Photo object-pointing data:
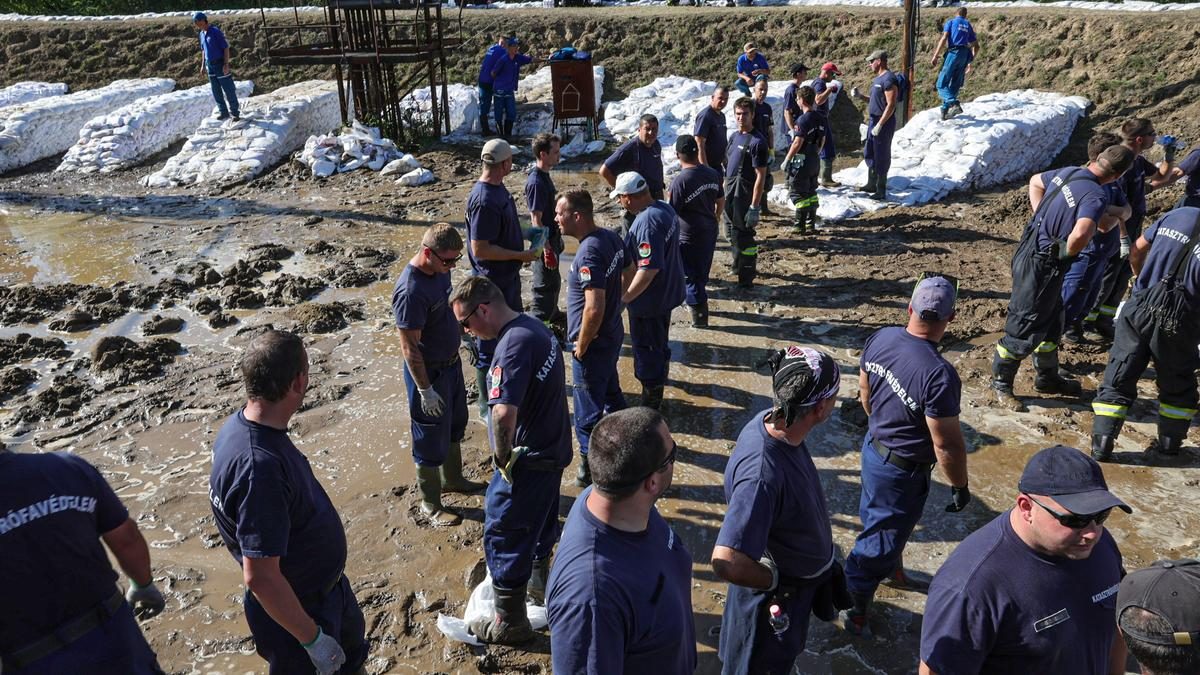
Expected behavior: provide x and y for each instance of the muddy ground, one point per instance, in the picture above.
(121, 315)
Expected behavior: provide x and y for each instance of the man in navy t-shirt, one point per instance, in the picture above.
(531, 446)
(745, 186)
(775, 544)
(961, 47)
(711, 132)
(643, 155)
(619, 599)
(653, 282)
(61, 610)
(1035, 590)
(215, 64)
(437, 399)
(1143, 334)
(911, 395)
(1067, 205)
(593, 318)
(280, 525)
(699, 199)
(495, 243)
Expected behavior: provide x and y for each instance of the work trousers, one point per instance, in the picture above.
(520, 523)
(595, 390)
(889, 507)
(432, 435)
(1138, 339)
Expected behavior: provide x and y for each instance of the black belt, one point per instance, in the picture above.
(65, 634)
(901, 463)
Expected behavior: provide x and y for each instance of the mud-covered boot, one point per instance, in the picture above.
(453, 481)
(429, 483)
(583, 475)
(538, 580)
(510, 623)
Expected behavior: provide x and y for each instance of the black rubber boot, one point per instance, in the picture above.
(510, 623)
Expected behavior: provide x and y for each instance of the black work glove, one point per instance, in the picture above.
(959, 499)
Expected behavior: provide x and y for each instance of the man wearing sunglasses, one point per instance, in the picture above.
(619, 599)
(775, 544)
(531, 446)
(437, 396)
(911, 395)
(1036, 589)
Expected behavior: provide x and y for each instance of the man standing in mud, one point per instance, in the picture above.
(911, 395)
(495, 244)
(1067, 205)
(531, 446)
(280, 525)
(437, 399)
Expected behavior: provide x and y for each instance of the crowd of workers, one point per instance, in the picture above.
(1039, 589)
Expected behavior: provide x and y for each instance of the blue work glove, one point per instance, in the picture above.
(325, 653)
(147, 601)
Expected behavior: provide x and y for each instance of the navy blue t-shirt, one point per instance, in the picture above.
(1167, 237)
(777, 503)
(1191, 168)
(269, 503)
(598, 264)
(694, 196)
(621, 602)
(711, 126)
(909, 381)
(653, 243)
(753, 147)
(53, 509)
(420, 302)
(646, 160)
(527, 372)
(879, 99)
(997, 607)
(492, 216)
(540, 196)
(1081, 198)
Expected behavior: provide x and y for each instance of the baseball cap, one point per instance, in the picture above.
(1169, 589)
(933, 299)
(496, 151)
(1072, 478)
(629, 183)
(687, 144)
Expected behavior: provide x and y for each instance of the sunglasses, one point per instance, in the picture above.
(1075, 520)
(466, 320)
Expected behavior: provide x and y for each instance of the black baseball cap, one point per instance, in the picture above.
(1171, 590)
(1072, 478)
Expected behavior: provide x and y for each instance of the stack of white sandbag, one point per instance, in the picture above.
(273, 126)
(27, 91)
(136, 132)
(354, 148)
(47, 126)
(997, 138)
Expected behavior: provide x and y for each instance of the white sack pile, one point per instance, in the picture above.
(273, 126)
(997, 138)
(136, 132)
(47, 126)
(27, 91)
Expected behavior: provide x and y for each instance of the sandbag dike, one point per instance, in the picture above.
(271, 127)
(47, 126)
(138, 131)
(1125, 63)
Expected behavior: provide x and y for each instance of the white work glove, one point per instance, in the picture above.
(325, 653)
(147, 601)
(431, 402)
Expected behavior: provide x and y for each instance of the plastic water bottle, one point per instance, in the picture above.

### Task brief
Could you write out everything from the start of the data down to the line containing "(1036, 589)", inclusive, shifting each coordinate by adding 117 to both of its numbers? Keep the requests unchanged and leave the pictures out.

### Expected answer
Expected behavior: provide x and y for each instance of the muddy ground, one point per instance, in the picture above.
(238, 432)
Expected behavior: provide x and y for each instance of the man in navy t-shirt, one point per instance, in the picture above.
(648, 563)
(862, 303)
(892, 661)
(1078, 164)
(828, 249)
(760, 272)
(736, 716)
(770, 399)
(178, 727)
(1152, 707)
(332, 181)
(554, 516)
(1260, 451)
(1028, 512)
(1184, 322)
(710, 435)
(397, 642)
(816, 316)
(612, 360)
Expected behavior: provide x and y for each instance of the work trousers, one point per instance, in the picture above.
(637, 640)
(712, 507)
(1006, 624)
(549, 552)
(1255, 456)
Expected behavior: provide x and y for each instance of the black belt, one point per instance, in the picture above.
(182, 751)
(1018, 580)
Expected behavior: provide x and y for each instance of the mud-covered boot, one point per instance, in the picture above.
(570, 598)
(546, 600)
(700, 592)
(655, 697)
(627, 740)
Expected behavior: provide x and y for each instance of the black rubber boot, one point per instance, in the picture above.
(627, 740)
Expected behavior: provide x and y for each instance of the black work glove, one point per instance, in the picture above.
(1076, 616)
Expected behavior: provide x and y for each instance of the man wearing sunglasses, one point per instance, in the picture above.
(736, 716)
(892, 661)
(648, 563)
(554, 513)
(1028, 512)
(1153, 706)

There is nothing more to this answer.